(INFORMATION begins)
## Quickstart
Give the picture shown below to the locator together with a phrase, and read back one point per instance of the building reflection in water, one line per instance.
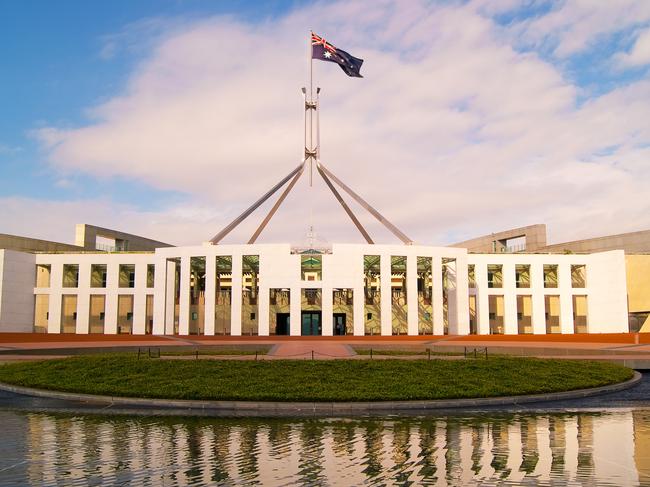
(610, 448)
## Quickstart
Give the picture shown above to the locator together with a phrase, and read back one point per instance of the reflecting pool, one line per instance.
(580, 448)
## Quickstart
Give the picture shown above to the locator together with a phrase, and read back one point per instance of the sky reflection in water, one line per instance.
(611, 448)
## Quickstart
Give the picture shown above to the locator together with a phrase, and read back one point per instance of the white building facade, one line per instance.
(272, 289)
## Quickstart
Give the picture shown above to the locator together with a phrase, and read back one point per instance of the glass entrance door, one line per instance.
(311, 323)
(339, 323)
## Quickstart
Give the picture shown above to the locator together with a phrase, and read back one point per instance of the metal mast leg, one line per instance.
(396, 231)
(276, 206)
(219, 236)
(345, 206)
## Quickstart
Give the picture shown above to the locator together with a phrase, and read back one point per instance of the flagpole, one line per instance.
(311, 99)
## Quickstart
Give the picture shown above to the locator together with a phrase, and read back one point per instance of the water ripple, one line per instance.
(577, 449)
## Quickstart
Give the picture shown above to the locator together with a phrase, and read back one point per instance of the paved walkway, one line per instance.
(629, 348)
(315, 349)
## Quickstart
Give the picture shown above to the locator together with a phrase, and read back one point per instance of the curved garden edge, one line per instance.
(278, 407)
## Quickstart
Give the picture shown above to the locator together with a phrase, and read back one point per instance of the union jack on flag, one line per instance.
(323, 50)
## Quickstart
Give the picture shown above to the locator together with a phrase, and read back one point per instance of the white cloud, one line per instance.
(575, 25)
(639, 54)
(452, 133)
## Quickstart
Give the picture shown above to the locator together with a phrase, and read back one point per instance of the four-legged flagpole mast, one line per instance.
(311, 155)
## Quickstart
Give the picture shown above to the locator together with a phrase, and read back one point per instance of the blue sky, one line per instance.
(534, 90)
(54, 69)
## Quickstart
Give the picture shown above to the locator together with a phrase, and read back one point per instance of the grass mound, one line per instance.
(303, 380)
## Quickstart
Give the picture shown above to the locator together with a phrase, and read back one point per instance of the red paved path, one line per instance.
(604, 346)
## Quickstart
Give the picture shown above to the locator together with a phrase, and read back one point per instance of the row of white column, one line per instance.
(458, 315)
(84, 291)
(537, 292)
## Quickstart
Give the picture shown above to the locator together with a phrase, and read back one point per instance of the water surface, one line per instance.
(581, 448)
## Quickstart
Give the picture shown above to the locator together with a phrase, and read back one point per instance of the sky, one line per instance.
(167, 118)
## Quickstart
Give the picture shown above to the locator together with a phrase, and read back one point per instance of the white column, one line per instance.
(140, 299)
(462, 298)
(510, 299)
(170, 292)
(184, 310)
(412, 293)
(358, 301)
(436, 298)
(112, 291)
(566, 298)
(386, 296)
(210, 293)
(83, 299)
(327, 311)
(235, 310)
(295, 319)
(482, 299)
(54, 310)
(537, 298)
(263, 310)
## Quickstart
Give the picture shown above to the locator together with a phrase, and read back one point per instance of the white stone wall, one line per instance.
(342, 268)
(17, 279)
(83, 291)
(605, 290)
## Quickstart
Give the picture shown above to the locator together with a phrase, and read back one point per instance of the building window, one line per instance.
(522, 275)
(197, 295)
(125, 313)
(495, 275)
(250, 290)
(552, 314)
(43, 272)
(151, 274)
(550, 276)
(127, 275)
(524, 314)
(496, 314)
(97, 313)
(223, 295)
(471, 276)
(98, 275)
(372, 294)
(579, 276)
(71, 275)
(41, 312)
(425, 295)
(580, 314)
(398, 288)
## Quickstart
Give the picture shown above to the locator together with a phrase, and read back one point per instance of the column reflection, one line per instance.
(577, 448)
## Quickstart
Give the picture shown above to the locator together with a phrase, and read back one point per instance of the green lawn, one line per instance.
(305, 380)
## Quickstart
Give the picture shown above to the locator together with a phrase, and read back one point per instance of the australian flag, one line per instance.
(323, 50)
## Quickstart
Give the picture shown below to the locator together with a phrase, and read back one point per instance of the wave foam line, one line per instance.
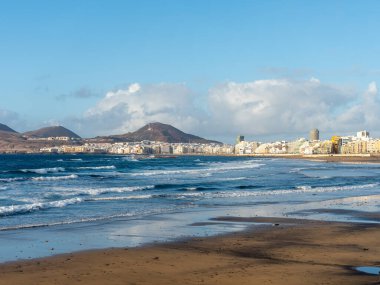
(INFORMATION ends)
Output the data verbatim, images excluded.

## Quickstart
Give the picture shown below to the locator together with a phrase, and read back one point per instance of the building reflection in water, one line per instance.
(610, 448)
## Quickstart
Give the picture shown above to the locator together with a phrase, and read back one point per instance of the reflecting pool, one line per instance.
(580, 448)
## Quickstart
Give the picture shown above to the locator together with a phrase, and read back one point per instance of the sky reflection in water, one line per instance.
(611, 448)
## Quickstart
Give the picture shown above to the locator together with a phrase, and read back one point per instance of the white building facade, one line per instance.
(272, 289)
## Quickstart
Give the picture shown above to the locator together with a phrase, and read back one point per instance of the glass entrance door, one line per instance.
(311, 323)
(339, 323)
## Quickstart
Give the picture shown above to the locator together with a phrase, and read back one point per instance of the metal mast leg, one line per instance.
(396, 231)
(276, 206)
(219, 236)
(345, 206)
## Quickstart
Give the picture shown above to the locator together with a phrase, and read back one point per instance of the flagpole, one line per instance.
(311, 99)
## Quickstart
Give the picture shown above to the locator together with a phrase, and read back one point per instance of the water ripple, one line per instance.
(577, 449)
## Quickstart
Give the picture shown above to the locator together with a phrase, and read back one point per instance of the paved walkway, one line per instance.
(629, 348)
(315, 349)
## Quickstart
Give the picture shown above to the locator together with a phrase, and read back one point per instance of the curved garden edge, one line per instance.
(278, 407)
## Quickstart
Give the picture shown above to the locator together with a phrase, and read back one point per instance of the union jack on flag, one line per instance.
(323, 50)
## Quickstart
Give the picture shown above to the locator together with a phrase, and read back one point per instance of the white cloud, one line per instance.
(575, 25)
(639, 54)
(452, 133)
## Quickstart
Give the picture shown above to the locator together with a phrase, and read back one point per instance of the four-legged flagpole mast, one line per instance.
(311, 155)
## Quickstart
Give the picture shown above to the locator together with a phrase, and read back one point per instance of the blue sky, one line per instance.
(534, 90)
(54, 69)
## Quickstart
Give the picture shown above to the locator together with a phrase, and read back one point per instance of the grass mound, one line per instance.
(303, 380)
## Quickstart
Give the picture shown above to the locator together with a phrase, and read back one point per instance of the red paved path, one line per instance.
(604, 346)
## Quickstart
Give the picture shown above to the locator together with a phrase, and read back one point per instance of the row of white column, one line per instance.
(458, 315)
(84, 291)
(537, 292)
## Quickstart
Give the picture shown above to the locator together with a phrase, and read back one point per instance of the water surface, one line per instance.
(581, 448)
## Quickstart
Give the picture shown above to the locator together with a phrase, and read back one point per instance of the sky, one line per instance.
(167, 118)
## Quickstart
Give the picture shown above to the locator together with a phrase, and read back one point per instance of the white column, one line per instance.
(140, 299)
(462, 298)
(510, 299)
(170, 292)
(184, 310)
(412, 293)
(358, 301)
(436, 298)
(112, 291)
(566, 298)
(386, 296)
(210, 293)
(83, 299)
(327, 311)
(235, 310)
(295, 319)
(482, 299)
(54, 310)
(537, 298)
(263, 310)
## Quickstart
Give the picture shown above to the locator together with a phrase, and read back one point per instance of the white stone wall, one line per instance.
(342, 268)
(17, 279)
(83, 291)
(605, 290)
## Quickstart
Give the picture shown above to the locator together with a phrase, and read back one point per instance of the building window, one line per instance.
(522, 275)
(197, 295)
(125, 313)
(495, 275)
(250, 290)
(552, 314)
(43, 272)
(151, 274)
(550, 276)
(127, 275)
(524, 314)
(496, 314)
(97, 313)
(223, 295)
(471, 276)
(98, 275)
(372, 294)
(579, 276)
(71, 275)
(41, 312)
(425, 295)
(580, 314)
(398, 288)
## Quickstart
Give the picture shown above to the locator together with a phrase, and read back one point per instance of the column reflection, one line per instance.
(577, 448)
## Quickstart
Give the picture shown above to the locator together with a phrase, and read back one point per instance of the green lawn, one line per instance.
(305, 380)
## Quickstart
Give the picture shown above to the locator together with a phrase, and read back one point per instance of the australian flag, one line per instance.
(323, 50)
## Quickstart
Give the picture shown below to the locator together with a phrase, and read back one point per instance of the wave foam line, one line per instance.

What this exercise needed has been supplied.